§ **Stated exercise**: Reproduce the records verbatim, starting at their first line and ending at the line that contains "253, 341, 901, 425", with both of those lines included.

╭─ Material provided

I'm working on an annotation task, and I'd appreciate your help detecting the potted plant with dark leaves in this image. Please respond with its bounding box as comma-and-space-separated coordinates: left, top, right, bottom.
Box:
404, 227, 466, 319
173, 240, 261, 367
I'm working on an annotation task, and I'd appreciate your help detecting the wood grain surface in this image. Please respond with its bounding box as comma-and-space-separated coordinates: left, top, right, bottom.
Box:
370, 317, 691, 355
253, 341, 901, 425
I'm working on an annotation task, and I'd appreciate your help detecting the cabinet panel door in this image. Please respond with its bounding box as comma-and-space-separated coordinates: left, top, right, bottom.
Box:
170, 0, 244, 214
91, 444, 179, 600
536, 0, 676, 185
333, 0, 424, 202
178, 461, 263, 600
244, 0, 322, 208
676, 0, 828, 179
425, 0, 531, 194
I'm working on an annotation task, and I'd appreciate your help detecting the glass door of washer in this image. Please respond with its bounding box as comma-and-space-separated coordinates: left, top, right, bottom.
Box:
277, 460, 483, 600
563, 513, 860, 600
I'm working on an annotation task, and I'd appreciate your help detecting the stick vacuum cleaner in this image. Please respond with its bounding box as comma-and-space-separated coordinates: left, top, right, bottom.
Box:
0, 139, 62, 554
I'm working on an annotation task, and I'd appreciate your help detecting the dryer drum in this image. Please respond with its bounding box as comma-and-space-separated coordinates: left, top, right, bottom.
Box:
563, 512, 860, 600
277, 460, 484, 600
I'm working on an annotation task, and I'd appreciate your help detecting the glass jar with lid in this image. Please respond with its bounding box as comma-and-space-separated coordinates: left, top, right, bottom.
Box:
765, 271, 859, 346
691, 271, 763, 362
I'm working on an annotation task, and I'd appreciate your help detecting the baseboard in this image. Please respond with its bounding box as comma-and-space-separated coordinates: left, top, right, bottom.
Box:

╰─

§ **Result for this exercise**:
I'm working on an annotation task, and I'd appreciate your help detecting the potted plant with dark leaves in this image. Please respond with its bounding box as comma-and-space-separated coordinates: left, top, right, bottom.
Box:
404, 227, 466, 319
173, 240, 261, 367
I'm working on an annotation task, and I'd appreciate your help detecting the wood grain surface in this image. Please respond with its bounding box as comma-and-space-separated coordinates: left, top, right, bottom.
Box:
370, 317, 691, 355
253, 341, 901, 425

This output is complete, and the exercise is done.